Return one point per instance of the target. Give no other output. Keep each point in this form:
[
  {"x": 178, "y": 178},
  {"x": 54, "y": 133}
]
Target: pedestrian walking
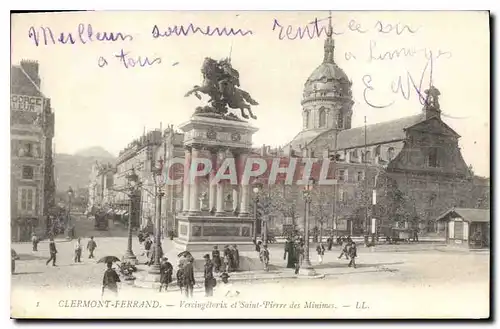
[
  {"x": 110, "y": 280},
  {"x": 78, "y": 251},
  {"x": 264, "y": 257},
  {"x": 320, "y": 249},
  {"x": 258, "y": 246},
  {"x": 91, "y": 246},
  {"x": 53, "y": 252},
  {"x": 166, "y": 270},
  {"x": 301, "y": 252},
  {"x": 209, "y": 277},
  {"x": 344, "y": 247},
  {"x": 353, "y": 253},
  {"x": 216, "y": 259},
  {"x": 188, "y": 276},
  {"x": 13, "y": 258},
  {"x": 180, "y": 277},
  {"x": 236, "y": 257},
  {"x": 227, "y": 259},
  {"x": 330, "y": 242},
  {"x": 34, "y": 241}
]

EXERCISE GOAL:
Without carrying over any picture, retype the records above word for word.

WORKED SOLUTION:
Return one point per instance of the target. Give no other output. Keep each point in this form:
[
  {"x": 178, "y": 178},
  {"x": 54, "y": 133}
]
Target: pedestrian walking
[
  {"x": 110, "y": 280},
  {"x": 78, "y": 251},
  {"x": 264, "y": 257},
  {"x": 320, "y": 249},
  {"x": 258, "y": 246},
  {"x": 91, "y": 246},
  {"x": 53, "y": 252},
  {"x": 166, "y": 270},
  {"x": 301, "y": 252},
  {"x": 209, "y": 277},
  {"x": 344, "y": 247},
  {"x": 353, "y": 253},
  {"x": 216, "y": 259},
  {"x": 188, "y": 276},
  {"x": 13, "y": 258},
  {"x": 180, "y": 277},
  {"x": 236, "y": 257},
  {"x": 227, "y": 259},
  {"x": 330, "y": 242},
  {"x": 34, "y": 241}
]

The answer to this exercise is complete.